▶ [What is needed]: All that should appear is the run of lines from the one containing "Could you point to the yellow-breasted" through the end of the records, each repeated exactly.

▶ [Items from a dataset]:
[Start of Attachment]

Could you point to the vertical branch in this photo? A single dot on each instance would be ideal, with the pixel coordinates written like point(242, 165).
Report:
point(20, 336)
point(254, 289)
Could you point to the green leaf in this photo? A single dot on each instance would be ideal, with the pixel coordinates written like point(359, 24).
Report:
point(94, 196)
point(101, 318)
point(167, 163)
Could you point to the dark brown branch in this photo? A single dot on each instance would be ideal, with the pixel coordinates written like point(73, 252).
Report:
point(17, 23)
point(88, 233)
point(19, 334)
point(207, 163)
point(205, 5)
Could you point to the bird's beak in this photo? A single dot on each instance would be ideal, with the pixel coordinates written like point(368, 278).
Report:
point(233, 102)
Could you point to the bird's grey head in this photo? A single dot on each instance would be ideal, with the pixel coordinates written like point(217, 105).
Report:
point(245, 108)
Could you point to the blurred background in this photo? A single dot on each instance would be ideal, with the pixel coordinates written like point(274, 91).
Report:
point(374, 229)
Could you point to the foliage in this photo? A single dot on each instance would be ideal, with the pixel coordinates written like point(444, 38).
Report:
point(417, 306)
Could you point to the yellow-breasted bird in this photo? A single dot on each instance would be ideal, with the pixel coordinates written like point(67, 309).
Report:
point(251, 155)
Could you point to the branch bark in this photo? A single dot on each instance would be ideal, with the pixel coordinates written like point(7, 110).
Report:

[End of Attachment]

▶ [Result for this exercise]:
Could you point to the yellow-breasted bird in this photo? A single dot on each instance would be ideal, with the pixel coordinates written like point(67, 309).
Report:
point(251, 155)
Could you point to the branch bark in this photo? A single dot on each instance would be ideal, with the pixel coordinates written like point(7, 110).
Report:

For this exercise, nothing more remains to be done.